● Written request: Output the data from the line containing "target: triangular pediment" through the end as a Markdown table with the columns Row and Text. Put a row number under Row and the line under Text, and leave out blank lines.

● Given records:
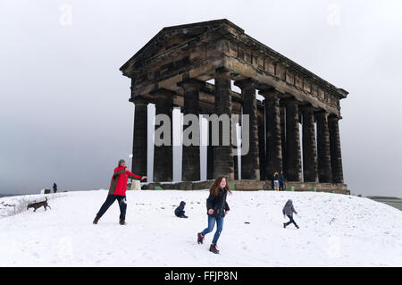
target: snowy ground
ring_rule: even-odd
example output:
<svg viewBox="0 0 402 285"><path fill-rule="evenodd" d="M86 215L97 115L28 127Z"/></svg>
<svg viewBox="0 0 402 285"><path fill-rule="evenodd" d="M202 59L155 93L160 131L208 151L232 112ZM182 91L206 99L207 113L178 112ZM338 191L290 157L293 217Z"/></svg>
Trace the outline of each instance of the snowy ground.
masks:
<svg viewBox="0 0 402 285"><path fill-rule="evenodd" d="M117 202L94 225L106 195L57 194L51 210L0 218L0 266L402 266L402 212L368 198L235 191L214 255L214 231L203 245L196 237L206 227L206 190L130 191L128 225L118 224ZM282 227L289 198L299 230ZM174 216L181 200L188 219Z"/></svg>

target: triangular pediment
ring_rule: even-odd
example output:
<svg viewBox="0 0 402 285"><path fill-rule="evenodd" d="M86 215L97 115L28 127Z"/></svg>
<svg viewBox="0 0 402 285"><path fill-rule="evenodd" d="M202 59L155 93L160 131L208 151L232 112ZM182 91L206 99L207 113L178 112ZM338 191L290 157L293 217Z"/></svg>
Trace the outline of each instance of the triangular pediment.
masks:
<svg viewBox="0 0 402 285"><path fill-rule="evenodd" d="M138 63L161 54L175 46L185 43L224 24L243 31L242 29L226 19L165 27L124 63L120 70L124 73L125 70L133 67Z"/></svg>

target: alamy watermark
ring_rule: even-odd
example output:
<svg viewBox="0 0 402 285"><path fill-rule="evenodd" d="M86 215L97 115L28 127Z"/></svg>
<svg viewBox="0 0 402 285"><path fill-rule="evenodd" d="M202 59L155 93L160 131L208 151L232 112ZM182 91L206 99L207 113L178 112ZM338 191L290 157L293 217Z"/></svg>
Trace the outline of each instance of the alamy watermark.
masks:
<svg viewBox="0 0 402 285"><path fill-rule="evenodd" d="M232 114L229 117L228 114L204 114L203 118L210 122L212 128L212 146L231 146L233 147L233 155L238 155L240 151L241 155L248 154L250 148L249 139L249 115L243 114L242 127L241 127L241 139L238 144L238 136L236 135L237 122L239 122L239 115ZM220 125L222 128L220 128ZM155 130L155 146L172 146L172 122L171 118L164 113L160 113L155 116L155 126L159 126ZM188 113L183 116L183 139L182 143L185 147L200 146L200 129L198 115ZM187 127L186 127L187 126ZM222 134L220 134L220 129ZM231 130L231 131L230 131ZM222 145L220 145L222 138Z"/></svg>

● Solution:
| Row | Text |
|---|---|
| 1 | target: triangular pediment |
| 2 | ring_rule: even-odd |
| 3 | example output: |
| 4 | <svg viewBox="0 0 402 285"><path fill-rule="evenodd" d="M86 215L97 115L28 127Z"/></svg> |
| 5 | <svg viewBox="0 0 402 285"><path fill-rule="evenodd" d="M202 59L155 93L160 131L208 151L232 112ZM182 91L206 99L207 113L178 112ZM338 191L290 157L293 217Z"/></svg> |
| 6 | Trace the outline of each instance of the triangular pediment. |
| 7 | masks: |
| 8 | <svg viewBox="0 0 402 285"><path fill-rule="evenodd" d="M138 63L161 54L175 46L185 43L224 24L243 31L242 29L226 19L165 27L124 63L120 70L124 73L125 70L133 67Z"/></svg> |
| 9 | target: alamy watermark |
| 10 | ring_rule: even-odd |
| 11 | example output: |
| 12 | <svg viewBox="0 0 402 285"><path fill-rule="evenodd" d="M86 215L97 115L28 127Z"/></svg> |
| 13 | <svg viewBox="0 0 402 285"><path fill-rule="evenodd" d="M202 59L155 93L160 131L208 151L232 112ZM182 91L206 99L207 113L178 112ZM338 191L290 157L293 217Z"/></svg> |
| 14 | Trace the outline of each instance of the alamy watermark. |
| 15 | masks: |
| 16 | <svg viewBox="0 0 402 285"><path fill-rule="evenodd" d="M232 114L229 117L228 114L204 114L203 118L210 122L212 128L212 146L231 146L233 147L233 155L238 155L240 151L241 155L248 154L250 148L249 139L249 115L243 114L242 127L241 127L241 139L238 144L238 136L236 135L237 122L239 122L239 115ZM220 125L222 128L220 128ZM155 130L155 146L172 146L172 122L171 118L164 113L160 113L155 116L155 126L159 126ZM188 113L183 116L183 139L182 143L185 147L200 146L200 129L198 115ZM187 127L186 127L187 126ZM222 134L220 134L220 129ZM231 130L231 131L230 131ZM222 145L220 145L222 138Z"/></svg> |